Gather each line of the records below that contains the word "instance" and copy those lines in full.

----

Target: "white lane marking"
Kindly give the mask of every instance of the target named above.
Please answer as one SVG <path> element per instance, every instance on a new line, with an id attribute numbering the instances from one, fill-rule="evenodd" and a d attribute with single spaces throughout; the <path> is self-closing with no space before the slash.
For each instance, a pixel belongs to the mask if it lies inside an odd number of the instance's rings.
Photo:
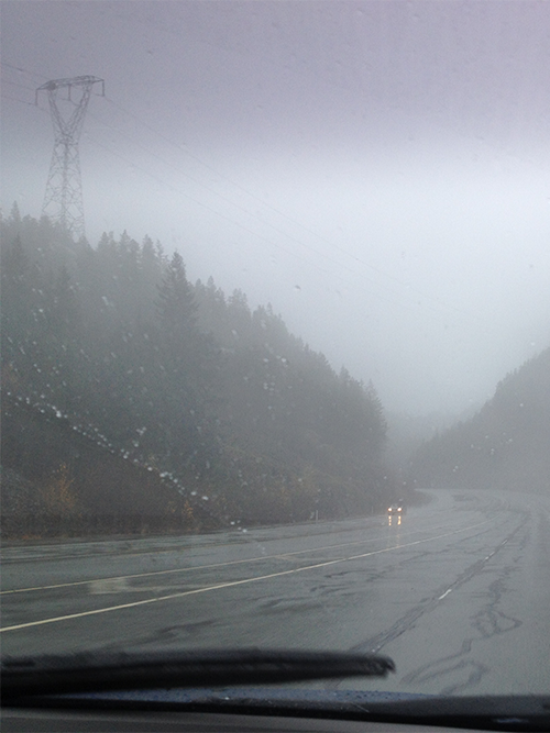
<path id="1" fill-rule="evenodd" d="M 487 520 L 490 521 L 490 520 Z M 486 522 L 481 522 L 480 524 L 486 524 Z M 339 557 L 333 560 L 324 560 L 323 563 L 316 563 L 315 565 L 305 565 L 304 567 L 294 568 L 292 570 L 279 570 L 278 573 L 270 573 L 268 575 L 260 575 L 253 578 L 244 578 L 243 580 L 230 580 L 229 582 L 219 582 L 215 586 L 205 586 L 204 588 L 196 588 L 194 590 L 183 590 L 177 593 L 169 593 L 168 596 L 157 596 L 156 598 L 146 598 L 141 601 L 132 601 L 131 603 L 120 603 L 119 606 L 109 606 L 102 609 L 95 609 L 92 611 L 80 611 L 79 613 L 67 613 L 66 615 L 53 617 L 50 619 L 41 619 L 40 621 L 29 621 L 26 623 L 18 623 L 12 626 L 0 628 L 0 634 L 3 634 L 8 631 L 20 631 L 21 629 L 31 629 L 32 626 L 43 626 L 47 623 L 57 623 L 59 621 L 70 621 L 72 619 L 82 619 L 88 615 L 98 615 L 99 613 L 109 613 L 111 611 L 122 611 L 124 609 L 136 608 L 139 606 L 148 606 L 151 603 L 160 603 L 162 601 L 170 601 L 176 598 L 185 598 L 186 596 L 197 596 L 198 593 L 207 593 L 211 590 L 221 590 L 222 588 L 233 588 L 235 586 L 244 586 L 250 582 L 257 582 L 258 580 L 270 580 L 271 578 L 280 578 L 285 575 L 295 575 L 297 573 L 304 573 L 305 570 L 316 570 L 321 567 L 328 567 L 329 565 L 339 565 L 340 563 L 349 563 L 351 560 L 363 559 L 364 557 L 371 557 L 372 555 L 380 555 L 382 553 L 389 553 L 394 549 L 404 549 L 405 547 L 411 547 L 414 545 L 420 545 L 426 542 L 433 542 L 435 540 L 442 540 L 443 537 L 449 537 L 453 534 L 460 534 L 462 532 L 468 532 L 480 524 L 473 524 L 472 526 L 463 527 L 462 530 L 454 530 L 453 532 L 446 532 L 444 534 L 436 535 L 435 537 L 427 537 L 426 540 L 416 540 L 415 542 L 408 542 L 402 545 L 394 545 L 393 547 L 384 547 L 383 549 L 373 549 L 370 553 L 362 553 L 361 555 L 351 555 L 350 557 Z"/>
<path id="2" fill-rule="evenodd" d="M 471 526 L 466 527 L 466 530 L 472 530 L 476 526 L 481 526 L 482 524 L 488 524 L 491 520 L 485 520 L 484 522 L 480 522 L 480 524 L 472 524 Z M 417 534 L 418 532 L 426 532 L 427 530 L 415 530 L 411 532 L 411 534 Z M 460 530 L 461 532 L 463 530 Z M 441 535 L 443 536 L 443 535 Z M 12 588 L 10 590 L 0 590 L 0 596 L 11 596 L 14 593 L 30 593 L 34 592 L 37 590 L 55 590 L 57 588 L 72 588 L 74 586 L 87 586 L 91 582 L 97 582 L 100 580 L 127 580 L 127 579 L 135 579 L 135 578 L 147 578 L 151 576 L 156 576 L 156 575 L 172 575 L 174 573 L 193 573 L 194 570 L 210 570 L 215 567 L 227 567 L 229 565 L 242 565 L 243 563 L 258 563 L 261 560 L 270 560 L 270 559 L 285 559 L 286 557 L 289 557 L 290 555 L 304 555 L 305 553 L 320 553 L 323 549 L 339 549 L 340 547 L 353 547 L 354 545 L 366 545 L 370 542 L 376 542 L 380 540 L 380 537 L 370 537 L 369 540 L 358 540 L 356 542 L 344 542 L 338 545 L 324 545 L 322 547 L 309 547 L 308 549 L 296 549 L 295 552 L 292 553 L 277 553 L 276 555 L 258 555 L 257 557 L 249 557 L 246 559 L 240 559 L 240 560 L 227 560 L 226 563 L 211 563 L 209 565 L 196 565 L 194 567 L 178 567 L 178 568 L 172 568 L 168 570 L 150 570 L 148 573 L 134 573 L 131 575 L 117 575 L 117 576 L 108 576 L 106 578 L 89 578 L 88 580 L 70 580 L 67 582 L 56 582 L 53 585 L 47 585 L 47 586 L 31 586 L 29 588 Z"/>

----

### Response to this exercise:
Kindly give the mask of every instance of the target named above.
Please answer as one SVG <path> element per instance, every instance on a new line, with an id attribute numbering the instances from one, fill-rule="evenodd" and a d attribute with single spaces throughout; the <path> is self-closing with no space before the slash.
For each instance, a pixel belongs to the mask if it lies inside an odd number of the instance's rings.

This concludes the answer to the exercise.